(Free-text object descriptions)
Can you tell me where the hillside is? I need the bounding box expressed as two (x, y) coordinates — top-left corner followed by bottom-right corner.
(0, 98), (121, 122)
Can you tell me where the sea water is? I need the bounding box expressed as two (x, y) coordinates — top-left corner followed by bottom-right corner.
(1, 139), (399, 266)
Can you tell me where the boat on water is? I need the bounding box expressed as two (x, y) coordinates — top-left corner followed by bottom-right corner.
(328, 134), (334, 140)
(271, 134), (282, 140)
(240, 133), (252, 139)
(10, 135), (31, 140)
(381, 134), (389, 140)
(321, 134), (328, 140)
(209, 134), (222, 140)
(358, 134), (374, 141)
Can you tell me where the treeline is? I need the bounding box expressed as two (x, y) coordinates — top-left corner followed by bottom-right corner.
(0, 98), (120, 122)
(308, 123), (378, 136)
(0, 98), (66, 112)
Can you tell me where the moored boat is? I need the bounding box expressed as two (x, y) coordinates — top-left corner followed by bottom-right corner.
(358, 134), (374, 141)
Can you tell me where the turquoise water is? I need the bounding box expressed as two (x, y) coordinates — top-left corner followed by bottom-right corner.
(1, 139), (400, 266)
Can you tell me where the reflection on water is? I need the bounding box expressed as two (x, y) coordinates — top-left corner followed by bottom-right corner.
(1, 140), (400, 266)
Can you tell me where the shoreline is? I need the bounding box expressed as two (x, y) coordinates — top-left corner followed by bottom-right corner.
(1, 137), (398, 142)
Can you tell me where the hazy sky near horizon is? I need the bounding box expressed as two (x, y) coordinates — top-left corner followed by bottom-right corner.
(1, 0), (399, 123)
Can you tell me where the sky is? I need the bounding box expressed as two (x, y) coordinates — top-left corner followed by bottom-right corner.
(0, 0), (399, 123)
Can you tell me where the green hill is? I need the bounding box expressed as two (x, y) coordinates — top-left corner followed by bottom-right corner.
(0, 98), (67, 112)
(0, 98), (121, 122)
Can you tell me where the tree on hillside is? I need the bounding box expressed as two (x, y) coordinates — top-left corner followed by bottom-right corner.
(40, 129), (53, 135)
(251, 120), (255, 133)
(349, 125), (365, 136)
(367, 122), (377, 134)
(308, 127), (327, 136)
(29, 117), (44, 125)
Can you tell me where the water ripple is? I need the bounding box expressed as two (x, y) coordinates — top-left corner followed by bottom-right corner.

* Work to be completed
Word for word, write out the entries above again.

* Output for this task
Can you tell me where the hillside is? I need the bounding box expressed as two (x, y) coordinates — top-left corner followed by bottom-right corner.
(0, 98), (121, 122)
Can you tell me where the sea water is? I need the bounding box expressed as two (x, y) coordinates — top-left corner followed by bottom-right corner.
(1, 139), (399, 266)
Can you tell me where the boat on water is? I need the bounding box expressed as two (x, y) coordinates — top-left corner followed by bottom-right corner.
(328, 134), (334, 140)
(271, 134), (282, 140)
(240, 133), (252, 139)
(10, 135), (31, 140)
(381, 134), (389, 140)
(321, 134), (328, 140)
(209, 134), (222, 140)
(358, 134), (374, 141)
Can you tell me where the treeline is? I need the bounding box expressed as two (x, y) coordinates — top-left corner followed by bottom-right corner.
(0, 98), (120, 122)
(308, 123), (378, 136)
(0, 98), (66, 112)
Can you tell me where the moored boat is? I need the bounding box expressed as two (x, y) coordinates — top-left corner followed by bottom-right corner.
(358, 134), (374, 141)
Can you tell me where the turquoise water is? I need the bounding box expressed as two (x, y) coordinates — top-left corner followed by bottom-right corner.
(1, 139), (400, 266)
Can you tell me where the reflection on water is? I need the bounding box expressed as two (x, y) coordinates — top-left corner followed by bottom-right corner.
(1, 140), (400, 266)
Can you tell me where the shoreline is? I need the bounding box expressed as two (x, y) coordinates — top-left corner followed by bottom-right corner.
(1, 137), (398, 142)
Can you tell me where the hazy sky near horizon is? I need the bounding box expressed as two (x, y) coordinates — top-left corner followed by bottom-right corner.
(1, 0), (399, 123)
Can you tell me where the sky is? I need the bounding box expressed as two (x, y) coordinates — top-left corner followed by bottom-right corner.
(0, 0), (399, 123)
Can you tell me where the green hill is? I need the bounding box expressed as two (x, y) coordinates — top-left corner followed by bottom-right corner.
(0, 98), (67, 112)
(0, 98), (121, 122)
Can you tell me where the tree on hillside is? I need the bounding box expressed as two (x, y) coordinates — top-left corner followed by bottom-right corner.
(40, 129), (53, 135)
(251, 120), (255, 133)
(349, 125), (365, 136)
(367, 122), (377, 134)
(308, 127), (327, 136)
(29, 117), (44, 125)
Can you tell me where the water ripple is? I need the bounding box expressed as two (x, y) coordinates — top-left corner followed by bottom-right corner.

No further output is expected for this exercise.